Obiettivo A. Secondo l'estratto sulla sentenza della Corte Costituzionale, quale regione aveva emanato la legge regionale esaminata dalla sentenza n. 77?
· · · ·
Con la Sentenza n. 77 del 21 aprile 2023, la Corte Costituzionale ha bocciato il requisito dei cinque anni di residenza per la partecipazione a un bando per l’assegnazione di alloggi di edilizia pubblica.

Immediata la reazione del Sunia. Stefano Chiappelli, segretario generale del Sindacato Unitario Nazionale Inquilini e Assegnatari, dichiara in una nota che «con la sentenza 77 del 21 aprile la Corte Costituzionale ha ancora una volta confermato il suo fermo orientamento nei confronti di una legge regionale, in questo caso della Regione Liguria, che prevede disposizioni discriminatorie e irragionevoli in materia di anni di residenza quale requisito per poter concorrere ai bandi per alloggi di edilizia residenziale pubblica. Cade, quindi, un’altra norma incostituzionale di una regione che si ostinava a mantenerla in vigore, nonostante le precedenti analoghe decisioni che la Corte aveva assunto negli anni scorsi che avevano bocciato altre disposizioni regionali in materia».
· · · ·
Obiettivo B. Restituisca ogni riga in cui compare la stringa "even", distinguendo tra maiuscole e minuscole.

Materiale fornito.
· · · ·
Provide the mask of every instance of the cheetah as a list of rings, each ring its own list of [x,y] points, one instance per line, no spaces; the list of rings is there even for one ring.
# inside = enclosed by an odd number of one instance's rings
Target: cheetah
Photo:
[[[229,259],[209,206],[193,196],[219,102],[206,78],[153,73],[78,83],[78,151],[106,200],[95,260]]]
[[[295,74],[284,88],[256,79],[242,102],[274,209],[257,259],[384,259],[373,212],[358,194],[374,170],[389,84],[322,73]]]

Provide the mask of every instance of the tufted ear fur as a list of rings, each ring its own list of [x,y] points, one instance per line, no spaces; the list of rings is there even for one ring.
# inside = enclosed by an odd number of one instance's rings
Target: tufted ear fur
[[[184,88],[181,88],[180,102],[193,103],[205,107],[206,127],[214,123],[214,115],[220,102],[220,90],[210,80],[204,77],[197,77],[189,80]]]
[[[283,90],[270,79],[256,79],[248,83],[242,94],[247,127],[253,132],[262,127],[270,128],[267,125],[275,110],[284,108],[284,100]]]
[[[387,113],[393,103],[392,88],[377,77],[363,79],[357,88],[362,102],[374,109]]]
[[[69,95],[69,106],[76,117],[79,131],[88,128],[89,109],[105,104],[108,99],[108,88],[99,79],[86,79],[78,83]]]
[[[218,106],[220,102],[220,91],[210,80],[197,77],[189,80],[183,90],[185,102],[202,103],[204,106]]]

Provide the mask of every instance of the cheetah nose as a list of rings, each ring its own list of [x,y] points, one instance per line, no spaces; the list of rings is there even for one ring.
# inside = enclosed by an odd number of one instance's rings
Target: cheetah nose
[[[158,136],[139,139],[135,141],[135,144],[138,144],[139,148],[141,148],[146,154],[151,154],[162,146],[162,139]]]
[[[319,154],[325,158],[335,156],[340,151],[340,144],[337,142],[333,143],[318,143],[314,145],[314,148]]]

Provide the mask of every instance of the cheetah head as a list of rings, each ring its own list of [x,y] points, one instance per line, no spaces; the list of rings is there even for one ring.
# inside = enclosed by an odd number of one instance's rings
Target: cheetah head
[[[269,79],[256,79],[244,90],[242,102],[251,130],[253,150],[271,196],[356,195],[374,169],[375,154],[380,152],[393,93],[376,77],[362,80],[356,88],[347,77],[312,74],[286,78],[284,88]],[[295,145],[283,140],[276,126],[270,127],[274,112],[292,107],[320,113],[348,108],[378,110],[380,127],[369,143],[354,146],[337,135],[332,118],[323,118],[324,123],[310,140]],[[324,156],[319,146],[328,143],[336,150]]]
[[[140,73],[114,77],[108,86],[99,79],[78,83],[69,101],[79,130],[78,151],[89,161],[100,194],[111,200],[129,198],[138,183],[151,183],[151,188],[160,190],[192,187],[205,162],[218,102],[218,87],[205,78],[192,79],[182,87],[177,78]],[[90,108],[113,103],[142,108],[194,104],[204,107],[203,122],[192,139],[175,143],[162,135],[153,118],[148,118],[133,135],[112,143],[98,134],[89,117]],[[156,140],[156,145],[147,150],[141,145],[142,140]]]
· · · ·
Risposta all'esercizio A. La Regione Liguria.

Risposta all'esercizio B.
Provide the mask of every instance of the cheetah as a list of rings, each ring its own list of [x,y] points, one instance per line, no spaces; the list of rings is there even for one ring.
Provide the mask of every instance of the tufted ear fur as a list of rings, each ring its own list of [x,y] points, one instance per line, no spaces; the list of rings is there even for one ring.
Provide the mask of every instance of the cheetah nose as a list of rings, each ring its own list of [x,y] points, one instance per line, no spaces; the list of rings is there even for one ring.
Provide the mask of every instance of the cheetah head as a list of rings, each ring its own list of [x,y] points, one instance per line, no spaces; the list of rings is there even for one ring.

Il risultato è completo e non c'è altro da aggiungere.